* **READING TEXT**
____

WFTV, Inc. v. Wilken, 95-2352

Decision Date19 June 1996
Docket NumberNo. 95-2352,95-2352
Citation675 So.2d 674
Parties21 Fla. L. Weekly D1412 WFTV, INC., d/b/a Palm Beach Newspapers, Inc., Sun-Sentinel Company, Inc. and Miami Herald Publishing Company, Appellant, v. Dorothy H. WILKEN, Clerk of the Court, Fifteenth Judicial Circuit, Palm Beach County, Appellee.
CourtFlorida District Court of Appeals

L. Martin Reeder, Jr., and Cristina M. Simon of Steel Hector & Davis, West Palm Beach, for appellants.

Charles F. Schoech and Bill Corley of Caldwell & Pacetti, Palm Beach, for appellee.

Lorence Jon Bielby of Greenberg Traurig Hoffman Lipoff Rosen & Quentel, P.A., for Amicus Curiae Florida Association of Court Clerks, Inc.

PARIENTE, Judge.

____

* **PROVIDED MATERIAL**
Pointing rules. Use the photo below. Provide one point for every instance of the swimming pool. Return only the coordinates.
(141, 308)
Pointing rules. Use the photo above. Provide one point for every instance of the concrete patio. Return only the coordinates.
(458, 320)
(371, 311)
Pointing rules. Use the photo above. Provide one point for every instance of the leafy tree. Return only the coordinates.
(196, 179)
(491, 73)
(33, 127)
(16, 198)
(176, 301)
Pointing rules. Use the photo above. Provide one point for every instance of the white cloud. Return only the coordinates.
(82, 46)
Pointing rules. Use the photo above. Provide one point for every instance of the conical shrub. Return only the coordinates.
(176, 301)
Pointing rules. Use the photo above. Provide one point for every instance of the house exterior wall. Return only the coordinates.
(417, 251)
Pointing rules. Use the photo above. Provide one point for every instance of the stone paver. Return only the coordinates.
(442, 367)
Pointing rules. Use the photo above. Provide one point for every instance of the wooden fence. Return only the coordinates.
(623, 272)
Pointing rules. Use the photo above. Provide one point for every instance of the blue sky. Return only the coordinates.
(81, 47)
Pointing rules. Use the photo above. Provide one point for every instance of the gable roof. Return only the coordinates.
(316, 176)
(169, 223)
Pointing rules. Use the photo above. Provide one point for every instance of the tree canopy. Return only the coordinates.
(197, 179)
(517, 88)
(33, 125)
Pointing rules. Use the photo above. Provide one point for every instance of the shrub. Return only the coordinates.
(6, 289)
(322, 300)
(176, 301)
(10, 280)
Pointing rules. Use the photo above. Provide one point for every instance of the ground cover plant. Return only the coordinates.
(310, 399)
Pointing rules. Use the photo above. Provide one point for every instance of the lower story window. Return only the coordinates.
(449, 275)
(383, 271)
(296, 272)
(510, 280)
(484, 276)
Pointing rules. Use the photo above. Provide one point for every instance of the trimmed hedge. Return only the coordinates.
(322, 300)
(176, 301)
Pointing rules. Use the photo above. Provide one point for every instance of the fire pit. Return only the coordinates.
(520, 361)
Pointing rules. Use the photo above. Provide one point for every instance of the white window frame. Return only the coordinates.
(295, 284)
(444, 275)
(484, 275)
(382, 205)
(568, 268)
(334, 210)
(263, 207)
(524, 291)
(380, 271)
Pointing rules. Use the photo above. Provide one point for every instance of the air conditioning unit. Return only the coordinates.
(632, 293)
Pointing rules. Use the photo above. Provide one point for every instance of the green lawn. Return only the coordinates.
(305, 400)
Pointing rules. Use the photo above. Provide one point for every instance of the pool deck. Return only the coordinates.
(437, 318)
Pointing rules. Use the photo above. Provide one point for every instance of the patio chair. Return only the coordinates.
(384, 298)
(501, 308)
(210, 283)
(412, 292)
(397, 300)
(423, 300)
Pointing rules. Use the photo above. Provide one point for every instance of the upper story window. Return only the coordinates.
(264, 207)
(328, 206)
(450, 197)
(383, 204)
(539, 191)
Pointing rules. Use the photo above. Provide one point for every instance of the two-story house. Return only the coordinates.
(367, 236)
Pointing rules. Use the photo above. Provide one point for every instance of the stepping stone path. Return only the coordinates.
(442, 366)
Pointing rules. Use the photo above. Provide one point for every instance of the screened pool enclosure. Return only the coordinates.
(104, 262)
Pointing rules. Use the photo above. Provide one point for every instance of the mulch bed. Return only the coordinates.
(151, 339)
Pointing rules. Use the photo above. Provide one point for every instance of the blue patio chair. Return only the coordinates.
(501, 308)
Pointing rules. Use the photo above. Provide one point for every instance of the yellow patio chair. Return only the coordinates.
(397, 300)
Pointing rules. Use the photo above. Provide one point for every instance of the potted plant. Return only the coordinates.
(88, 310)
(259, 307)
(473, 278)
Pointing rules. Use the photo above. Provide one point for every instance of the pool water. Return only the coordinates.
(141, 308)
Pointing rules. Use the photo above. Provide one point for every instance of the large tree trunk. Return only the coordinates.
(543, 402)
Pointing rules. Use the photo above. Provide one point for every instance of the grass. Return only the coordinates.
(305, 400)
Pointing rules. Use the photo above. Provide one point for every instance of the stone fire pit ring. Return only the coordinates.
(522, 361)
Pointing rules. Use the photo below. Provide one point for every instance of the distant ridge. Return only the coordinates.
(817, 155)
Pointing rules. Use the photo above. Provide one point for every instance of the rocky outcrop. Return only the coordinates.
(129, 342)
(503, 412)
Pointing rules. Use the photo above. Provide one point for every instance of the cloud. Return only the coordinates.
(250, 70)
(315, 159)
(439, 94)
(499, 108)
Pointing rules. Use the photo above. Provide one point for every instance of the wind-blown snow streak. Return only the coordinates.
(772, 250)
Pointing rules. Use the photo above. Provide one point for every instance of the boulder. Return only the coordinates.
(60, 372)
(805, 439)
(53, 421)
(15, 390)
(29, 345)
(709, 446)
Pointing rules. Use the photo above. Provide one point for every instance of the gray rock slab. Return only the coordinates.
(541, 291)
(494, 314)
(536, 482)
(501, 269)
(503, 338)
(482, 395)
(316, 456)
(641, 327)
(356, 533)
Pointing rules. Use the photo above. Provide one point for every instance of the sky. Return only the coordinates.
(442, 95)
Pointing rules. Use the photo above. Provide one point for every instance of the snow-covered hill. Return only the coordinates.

____

* **DIRECTIVE**
Write out the entire court case header word for word. None of the records matter here.

* **EXPECTED ANSWER**
WFTV, Inc. v. Wilken, 95-2352

Decision Date19 June 1996
Docket NumberNo. 95-2352,95-2352
Citation675 So.2d 674
Parties21 Fla. L. Weekly D1412 WFTV, INC., d/b/a Palm Beach Newspapers, Inc., Sun-Sentinel Company, Inc. and Miami Herald Publishing Company, Appellant, v. Dorothy H. WILKEN, Clerk of the Court, Fifteenth Judicial Circuit, Palm Beach County, Appellee.
CourtFlorida District Court of Appeals

L. Martin Reeder, Jr., and Cristina M. Simon of Steel Hector & Davis, West Palm Beach, for appellants.

Charles F. Schoech and Bill Corley of Caldwell & Pacetti, Palm Beach, for appellee.

Lorence Jon Bielby of Greenberg Traurig Hoffman Lipoff Rosen & Quentel, P.A., for Amicus Curiae Florida Association of Court Clerks, Inc.

PARIENTE, Judge.